▶ **WHAT IS BEING ASKED**: Your task is to retype each line of the data below exactly.

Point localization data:
━━━━━━━━━━━━━━━━

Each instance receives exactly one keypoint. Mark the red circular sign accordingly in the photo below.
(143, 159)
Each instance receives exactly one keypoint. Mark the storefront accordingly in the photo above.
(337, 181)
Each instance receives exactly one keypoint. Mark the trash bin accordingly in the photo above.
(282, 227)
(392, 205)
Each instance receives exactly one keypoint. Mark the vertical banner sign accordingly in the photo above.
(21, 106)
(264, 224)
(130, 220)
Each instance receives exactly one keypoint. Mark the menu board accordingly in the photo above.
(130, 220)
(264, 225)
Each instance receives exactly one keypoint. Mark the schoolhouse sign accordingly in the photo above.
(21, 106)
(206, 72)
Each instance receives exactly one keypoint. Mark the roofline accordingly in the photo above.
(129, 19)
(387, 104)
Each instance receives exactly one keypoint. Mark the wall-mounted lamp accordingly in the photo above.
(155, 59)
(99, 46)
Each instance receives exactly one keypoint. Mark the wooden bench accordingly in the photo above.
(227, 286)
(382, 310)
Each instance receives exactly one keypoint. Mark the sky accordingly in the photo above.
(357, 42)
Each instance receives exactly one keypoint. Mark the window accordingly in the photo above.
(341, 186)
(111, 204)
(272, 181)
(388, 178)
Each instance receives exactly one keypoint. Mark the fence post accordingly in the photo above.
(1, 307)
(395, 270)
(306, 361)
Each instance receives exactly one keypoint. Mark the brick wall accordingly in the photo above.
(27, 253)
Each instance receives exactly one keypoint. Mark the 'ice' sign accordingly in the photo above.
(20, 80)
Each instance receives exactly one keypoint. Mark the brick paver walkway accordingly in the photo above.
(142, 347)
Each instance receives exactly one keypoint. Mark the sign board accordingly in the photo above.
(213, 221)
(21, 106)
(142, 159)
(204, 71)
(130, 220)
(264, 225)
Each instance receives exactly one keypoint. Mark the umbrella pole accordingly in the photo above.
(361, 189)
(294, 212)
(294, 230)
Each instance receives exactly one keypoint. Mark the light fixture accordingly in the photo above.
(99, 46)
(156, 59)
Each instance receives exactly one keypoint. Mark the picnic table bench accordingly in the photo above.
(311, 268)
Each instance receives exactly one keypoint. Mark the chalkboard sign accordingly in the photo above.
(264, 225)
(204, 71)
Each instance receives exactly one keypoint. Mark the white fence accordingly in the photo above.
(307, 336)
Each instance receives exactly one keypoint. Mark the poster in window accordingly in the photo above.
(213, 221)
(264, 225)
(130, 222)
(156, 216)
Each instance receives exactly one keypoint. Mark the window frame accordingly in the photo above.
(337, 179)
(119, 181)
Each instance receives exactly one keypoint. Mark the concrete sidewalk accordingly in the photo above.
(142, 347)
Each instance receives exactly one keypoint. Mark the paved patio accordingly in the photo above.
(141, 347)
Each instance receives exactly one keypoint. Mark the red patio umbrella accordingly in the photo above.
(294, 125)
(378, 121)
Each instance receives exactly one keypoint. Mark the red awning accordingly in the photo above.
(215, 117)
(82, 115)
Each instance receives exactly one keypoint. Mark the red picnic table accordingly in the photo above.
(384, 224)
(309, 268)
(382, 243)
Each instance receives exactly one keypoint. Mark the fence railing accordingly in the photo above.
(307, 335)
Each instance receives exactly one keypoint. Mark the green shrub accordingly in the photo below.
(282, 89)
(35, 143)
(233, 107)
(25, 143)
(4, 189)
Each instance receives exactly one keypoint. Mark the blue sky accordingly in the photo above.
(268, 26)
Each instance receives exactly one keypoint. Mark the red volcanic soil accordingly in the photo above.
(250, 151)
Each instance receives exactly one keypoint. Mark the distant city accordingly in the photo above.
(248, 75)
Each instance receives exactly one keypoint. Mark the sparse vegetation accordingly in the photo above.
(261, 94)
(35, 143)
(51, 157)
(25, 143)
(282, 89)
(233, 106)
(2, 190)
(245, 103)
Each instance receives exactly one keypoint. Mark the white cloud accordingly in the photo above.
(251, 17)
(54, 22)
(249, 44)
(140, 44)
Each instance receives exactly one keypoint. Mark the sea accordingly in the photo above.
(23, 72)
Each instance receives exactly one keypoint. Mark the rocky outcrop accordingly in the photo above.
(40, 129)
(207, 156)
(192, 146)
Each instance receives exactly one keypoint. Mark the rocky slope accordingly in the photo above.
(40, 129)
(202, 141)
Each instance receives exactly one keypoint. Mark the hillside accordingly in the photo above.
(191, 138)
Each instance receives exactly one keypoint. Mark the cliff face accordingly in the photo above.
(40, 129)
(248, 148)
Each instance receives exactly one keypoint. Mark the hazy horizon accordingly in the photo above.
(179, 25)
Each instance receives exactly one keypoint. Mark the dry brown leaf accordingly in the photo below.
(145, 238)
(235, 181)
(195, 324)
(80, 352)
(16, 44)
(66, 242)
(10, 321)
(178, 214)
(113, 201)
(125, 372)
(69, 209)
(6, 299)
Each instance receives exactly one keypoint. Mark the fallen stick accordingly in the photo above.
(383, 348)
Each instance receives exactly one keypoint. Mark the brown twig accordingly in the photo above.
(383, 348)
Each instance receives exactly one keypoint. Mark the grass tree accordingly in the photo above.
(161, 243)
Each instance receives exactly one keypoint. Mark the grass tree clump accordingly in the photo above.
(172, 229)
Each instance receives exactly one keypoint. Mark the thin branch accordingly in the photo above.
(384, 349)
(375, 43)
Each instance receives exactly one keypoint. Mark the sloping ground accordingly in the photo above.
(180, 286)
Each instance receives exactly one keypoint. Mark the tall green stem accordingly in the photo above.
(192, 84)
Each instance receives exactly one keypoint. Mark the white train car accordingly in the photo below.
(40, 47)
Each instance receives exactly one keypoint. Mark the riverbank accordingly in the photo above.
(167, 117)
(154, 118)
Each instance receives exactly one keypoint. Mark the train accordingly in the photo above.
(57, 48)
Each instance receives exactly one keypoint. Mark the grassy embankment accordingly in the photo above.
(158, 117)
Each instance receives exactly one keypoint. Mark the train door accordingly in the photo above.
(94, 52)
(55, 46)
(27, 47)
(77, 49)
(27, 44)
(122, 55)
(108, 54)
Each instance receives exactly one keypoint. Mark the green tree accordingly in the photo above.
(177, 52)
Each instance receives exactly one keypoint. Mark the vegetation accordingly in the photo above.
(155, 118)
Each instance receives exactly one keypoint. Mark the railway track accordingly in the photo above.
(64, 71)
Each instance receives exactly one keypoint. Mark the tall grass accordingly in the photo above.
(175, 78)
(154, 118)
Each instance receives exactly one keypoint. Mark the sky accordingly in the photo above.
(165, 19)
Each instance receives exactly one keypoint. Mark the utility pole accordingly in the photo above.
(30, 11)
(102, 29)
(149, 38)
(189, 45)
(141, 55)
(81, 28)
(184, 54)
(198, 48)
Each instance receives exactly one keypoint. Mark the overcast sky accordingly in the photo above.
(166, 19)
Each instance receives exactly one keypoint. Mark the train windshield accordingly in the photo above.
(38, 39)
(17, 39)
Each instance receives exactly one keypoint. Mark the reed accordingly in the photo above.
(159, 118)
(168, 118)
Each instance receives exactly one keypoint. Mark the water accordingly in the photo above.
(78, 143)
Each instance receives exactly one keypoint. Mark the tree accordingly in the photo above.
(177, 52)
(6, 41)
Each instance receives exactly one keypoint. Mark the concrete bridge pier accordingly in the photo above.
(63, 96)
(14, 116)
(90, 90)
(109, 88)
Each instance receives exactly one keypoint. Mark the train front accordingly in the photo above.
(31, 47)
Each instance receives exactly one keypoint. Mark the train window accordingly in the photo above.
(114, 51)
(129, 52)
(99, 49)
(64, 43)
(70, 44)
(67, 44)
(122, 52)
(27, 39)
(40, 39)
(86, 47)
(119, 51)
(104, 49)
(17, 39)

━━━━━━━━━━━━━━━━

▶ **SOLUTION TO THE EXERCISE**:
Each instance receives exactly one keypoint. Mark the red circular sign accordingly in the photo below.
(143, 159)
Each instance receives exactly one keypoint. Mark the storefront accordingly in the photo above.
(337, 181)
Each instance receives exactly one keypoint. Mark the trash bin accordingly in the photo above.
(282, 227)
(392, 205)
Each instance receives exactly one keypoint. Mark the vertical banner sign accordingly in the photo above.
(21, 106)
(264, 224)
(130, 220)
Each instance receives exactly one keypoint. Mark the menu board accordingly in the photo above.
(130, 220)
(264, 225)
Each instance receives exactly one keypoint. Mark the schoolhouse sign accordingly in the photo above.
(21, 106)
(206, 72)
Each instance receives exactly one keypoint. Mark the roofline accordingly in the photo above.
(129, 19)
(387, 104)
Each instance receives exactly one keypoint. Mark the wall-mounted lamp accordingly in the photo above.
(155, 59)
(99, 46)
Each instance receives exactly one keypoint. Mark the wooden bench accordingly in the photo above.
(227, 286)
(382, 310)
Each instance receives exactly one keypoint. Mark the sky accordingly in the photo above.
(357, 42)
Each instance receives exactly one keypoint. Mark the window accordingly in the photo above.
(341, 186)
(111, 204)
(272, 181)
(388, 178)
Each instance receives exactly one keypoint. Mark the fence post accordingly in the photo above.
(1, 307)
(395, 270)
(306, 361)
Each instance receives exactly one keypoint. Mark the brick wall accordingly in the photo above.
(27, 253)
Each instance receives exactly one keypoint. Mark the 'ice' sign accordingly in the photo above.
(20, 80)
Each instance receives exactly one keypoint. Mark the brick paver walkway accordingly in the photo above.
(142, 347)
Each instance receives exactly one keypoint. Mark the sign board accordingly in the photo above.
(213, 221)
(21, 106)
(142, 159)
(204, 71)
(130, 220)
(264, 225)
Each instance receives exactly one keypoint. Mark the umbrella pole accordingly in the photo above.
(361, 189)
(294, 212)
(294, 230)
Each instance receives exactly one keypoint. Mark the light fixture accordingly in the photo above.
(99, 46)
(156, 59)
Each instance receives exactly one keypoint. Mark the picnic table bench accordingly in the photo above.
(311, 268)
Each instance receives exactly one keypoint. Mark the chalkboard sign accordingly in the photo above.
(264, 225)
(204, 71)
Each instance receives exactly one keypoint. Mark the white fence accordingly in the photo above.
(307, 336)
Each instance receives exactly one keypoint. Mark the poster in window accordingly in the photo above.
(213, 221)
(264, 225)
(130, 222)
(156, 216)
Each instance receives exactly one keypoint. Mark the window frame accordingly in the photo above.
(337, 179)
(119, 181)
Each instance receives exactly one keypoint. Mark the concrete sidewalk accordingly in the photo above.
(142, 347)
Each instance receives exactly one keypoint. Mark the paved patio accordingly in the photo above.
(141, 347)
Each instance receives exactly one keypoint. Mark the red patio umbrella accordingly in the photo above.
(294, 125)
(378, 121)
Each instance receives exactly one keypoint. Mark the red awning accordingly in the photo above.
(215, 117)
(82, 115)
Each instance receives exactly one keypoint. Mark the red picnic table accordingly in the photo above.
(384, 224)
(309, 268)
(382, 243)
Each instance receives exactly one keypoint. Mark the fence railing accordingly in the photo above.
(307, 335)
Each instance receives exactly one keypoint. Mark the green shrub accordingly in the photo below.
(282, 89)
(35, 143)
(233, 107)
(25, 143)
(4, 189)
Each instance receives exactly one keypoint. Mark the blue sky accordingly in the photo above.
(268, 26)
Each instance receives exactly one keypoint. Mark the red volcanic soil accordingly in the photo above.
(250, 151)
Each instance receives exactly one keypoint. Mark the distant city accordingly in the photo above.
(248, 75)
Each instance receives exactly one keypoint. Mark the sparse vegetation accordingly in the photo above.
(261, 94)
(35, 143)
(51, 157)
(25, 143)
(282, 89)
(233, 106)
(2, 190)
(245, 103)
Each instance receives exactly one keypoint. Mark the white cloud accordingly in the photo above.
(251, 17)
(54, 22)
(249, 44)
(140, 44)
Each instance receives exactly one keypoint. Mark the sea accordingly in the photo above.
(23, 72)
Each instance receives exactly one keypoint. Mark the rocky outcrop accordingly in the photo above.
(40, 129)
(207, 156)
(192, 146)
Each instance receives exactly one keypoint. Mark the rocky slope accordingly in the photo above.
(40, 129)
(202, 141)
Each instance receives exactly one keypoint. Mark the hillside accordingly in the photo above.
(191, 138)
Each instance receives exactly one keypoint. Mark the cliff face accordingly in the photo above.
(40, 129)
(248, 148)
Each instance receives exactly one keypoint. Mark the hazy horizon accordingly in the photo above.
(179, 25)
Each instance receives exactly one keypoint. Mark the dry brown leaf accordingly in the photo below.
(145, 238)
(235, 181)
(195, 324)
(80, 352)
(16, 44)
(66, 242)
(10, 321)
(178, 214)
(113, 201)
(125, 372)
(69, 209)
(6, 299)
Each instance receives exactly one keypoint. Mark the fallen stick accordingly in the photo above.
(383, 348)
Each instance receives exactly one keypoint. Mark the brown twig accordingly in the photo above.
(383, 348)
Each instance receives exactly one keypoint. Mark the grass tree accordingly in the photo above.
(161, 243)
Each instance receives exactly one keypoint. Mark the grass tree clump accordingly in the photo above.
(172, 229)
Each instance receives exactly one keypoint. Mark the thin branch accordingly in the photo above.
(384, 349)
(375, 43)
Each instance receives exactly one keypoint. Mark the sloping ground accordingly in the photo above.
(180, 286)
Each instance receives exactly one keypoint. Mark the tall green stem accordingly in the photo above.
(192, 84)
Each instance receives exactly one keypoint. Mark the white train car accordingly in the photo below.
(40, 47)
Each instance receives exactly one keypoint. Mark the riverbank accordingly in the photo above.
(167, 117)
(154, 118)
Each instance receives exactly one keypoint. Mark the train accordingly in the photo above.
(57, 48)
Each instance receives exactly one keypoint. Mark the grassy embankment accordingly in the photo above.
(158, 117)
Each instance receives exactly one keypoint. Mark the train door accordingly in the photo above.
(94, 52)
(55, 46)
(27, 47)
(77, 49)
(27, 44)
(122, 55)
(108, 54)
Each instance receives exactly one keypoint. Mark the green tree accordingly in the photo above.
(177, 52)
Each instance receives exactly one keypoint. Mark the vegetation accordingly in the photo above.
(155, 118)
Each instance receives exactly one keypoint. Mark the railway track accordingly in the photo above.
(64, 71)
Each instance receives exactly one keypoint. Mark the tall grass accordingly in the photo above.
(175, 78)
(154, 118)
Each instance receives exactly one keypoint. Mark the sky accordingly in the photo above.
(165, 19)
Each instance receives exactly one keypoint. Mark the utility pole accordingly in the photo above.
(30, 11)
(102, 29)
(149, 38)
(189, 45)
(141, 55)
(81, 28)
(184, 54)
(198, 48)
Each instance receives exactly one keypoint. Mark the overcast sky accordingly in the photo above.
(166, 19)
Each instance receives exactly one keypoint. Mark the train windshield accordingly in the photo above.
(38, 39)
(17, 39)
Each instance receives exactly one keypoint. Mark the reed accordingly in the photo above.
(159, 118)
(168, 118)
Each instance receives exactly one keypoint. Mark the water accordingly in the photo above.
(78, 143)
Each instance receives exactly one keypoint. Mark the tree accordingly in the photo above.
(177, 52)
(6, 41)
Each instance receives exactly one keypoint. Mark the concrete bridge pier accordingly in the photo above.
(63, 96)
(14, 116)
(90, 90)
(109, 88)
Each instance receives exactly one keypoint. Mark the train front accordingly in the photo above.
(31, 47)
Each instance receives exactly one keypoint. Mark the train window accordingly in the photo above.
(114, 51)
(129, 52)
(99, 49)
(64, 43)
(70, 44)
(67, 44)
(122, 52)
(27, 39)
(40, 39)
(86, 47)
(119, 51)
(104, 49)
(17, 39)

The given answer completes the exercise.